* _BRANO ESTRATTO_:

<<<<

Per aderire inviare e-mail con nome, cognome, città e provincia a: sarvodaya@libero.it

venerdì 14 aprile 2006

DOVE SOFFIA IL VOTO DEL NORD

Il voto dell’Italia del Nord, l’Italia ricca, è andato massicciamente a Berlusconi, percentuali bulgare in alcune province del Veneto, adesioni forti persino nel Piemonte provinciale, cioè in quanto di più lontano esiste dal berlusconismo caciarone e bugiardo.

L’Italia ricca, l’Italia moderata compatta in difesa dei suoi privilegi, dei suoi soldi. Una sorpresa? Ma no, una scelta che si ripete tutte le volte che sono in gioco gli interessi, i privilegi, i soldi dell’Italia borghese e moderata. Un voto conservatore più provinciale che metropolitano, con aspetti diversi: ora fascista, ora clericale, ora manageriale o finanziario, ma sempre con lo stesso immutabile obiettivo: la difesa dei ricchi, compresi i poveri che si sentono ricchi.

>>>>

* _ESPLORA IL MATERIALE_:
A - Ricopia dal brano sul voto del Nord la parte che si apre con le parole contenenti "DOVE SOFFIA IL" e si chiude con "caciarone e bugiardo.".
B - Scrivi il seguito del brano sul voto del Nord, partendo subito dopo l'ultima frase riportata.

[Voci salvate]
<<<<

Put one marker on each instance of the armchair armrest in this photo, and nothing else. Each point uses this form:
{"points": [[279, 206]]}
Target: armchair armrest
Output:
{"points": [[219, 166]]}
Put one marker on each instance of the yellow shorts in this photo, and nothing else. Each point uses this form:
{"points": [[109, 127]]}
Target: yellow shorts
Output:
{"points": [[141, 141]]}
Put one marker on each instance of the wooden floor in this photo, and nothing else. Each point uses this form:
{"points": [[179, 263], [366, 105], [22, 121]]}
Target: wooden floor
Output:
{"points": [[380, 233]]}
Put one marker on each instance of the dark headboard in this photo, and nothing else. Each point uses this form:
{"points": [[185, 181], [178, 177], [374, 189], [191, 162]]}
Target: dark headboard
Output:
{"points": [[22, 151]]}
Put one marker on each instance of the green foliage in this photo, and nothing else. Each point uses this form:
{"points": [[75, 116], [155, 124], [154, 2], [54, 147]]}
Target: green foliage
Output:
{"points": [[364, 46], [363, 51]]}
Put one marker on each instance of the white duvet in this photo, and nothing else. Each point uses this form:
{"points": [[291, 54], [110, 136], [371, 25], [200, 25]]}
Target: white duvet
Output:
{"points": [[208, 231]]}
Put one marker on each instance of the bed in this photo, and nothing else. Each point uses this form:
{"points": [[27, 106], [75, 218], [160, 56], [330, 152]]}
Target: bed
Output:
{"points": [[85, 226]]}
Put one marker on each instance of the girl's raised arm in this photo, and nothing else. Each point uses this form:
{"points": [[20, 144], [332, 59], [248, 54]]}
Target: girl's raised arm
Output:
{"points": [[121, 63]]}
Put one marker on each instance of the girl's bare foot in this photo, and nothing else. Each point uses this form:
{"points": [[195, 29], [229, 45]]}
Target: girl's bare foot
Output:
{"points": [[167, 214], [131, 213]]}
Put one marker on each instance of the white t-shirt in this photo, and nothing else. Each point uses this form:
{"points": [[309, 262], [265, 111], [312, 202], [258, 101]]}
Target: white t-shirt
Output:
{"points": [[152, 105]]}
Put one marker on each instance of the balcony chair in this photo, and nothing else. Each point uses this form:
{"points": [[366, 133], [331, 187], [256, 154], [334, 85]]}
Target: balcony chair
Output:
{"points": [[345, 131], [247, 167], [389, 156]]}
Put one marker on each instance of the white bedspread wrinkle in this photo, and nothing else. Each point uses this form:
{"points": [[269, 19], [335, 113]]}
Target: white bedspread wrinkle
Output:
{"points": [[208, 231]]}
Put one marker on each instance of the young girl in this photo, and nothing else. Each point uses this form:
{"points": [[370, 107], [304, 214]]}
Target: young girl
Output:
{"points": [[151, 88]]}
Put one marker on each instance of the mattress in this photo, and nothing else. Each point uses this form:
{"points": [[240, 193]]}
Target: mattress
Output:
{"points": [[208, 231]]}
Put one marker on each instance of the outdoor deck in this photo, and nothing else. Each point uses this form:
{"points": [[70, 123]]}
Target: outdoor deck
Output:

>>>>

* _RISULTATI DELL'ESERCIZIO_:
A -
DOVE SOFFIA IL VOTO DEL NORD

Il voto dell’Italia del Nord, l’Italia ricca, è andato massicciamente a Berlusconi, percentuali bulgare in alcune province del Veneto, adesioni forti persino nel Piemonte provinciale, cioè in quanto di più lontano esiste dal berlusconismo caciarone e bugiardo.

B -
Dico gli italiani poveri che si sentono dei potenziali Berlusconi: se ha fatto i miliardi lui, perché non posso farli anche io? Il voto che negli anni Venti ha preferito il fascismo alla democrazia, il voto che negli anni Quaranta si è rifugiato sotto lo scudo democristiano. Sorpresa?

Sorpresa per chi pensa a un’Italia diversa, a una borghesia diversa, non per chi conosce o dovrebbe conoscere sia l’Italia ricca e la sua classe dirigente, sia l’Italia povera ma desiderante, l’Italia che applaude Mussolini, il fondatore di un impero inesistente o comunque già dentro la sua dissoluzione, l’Italia della «zona grigia» che appena uscita dalla rivelazione della sua pochezza si ricompatta in difesa del suo primato.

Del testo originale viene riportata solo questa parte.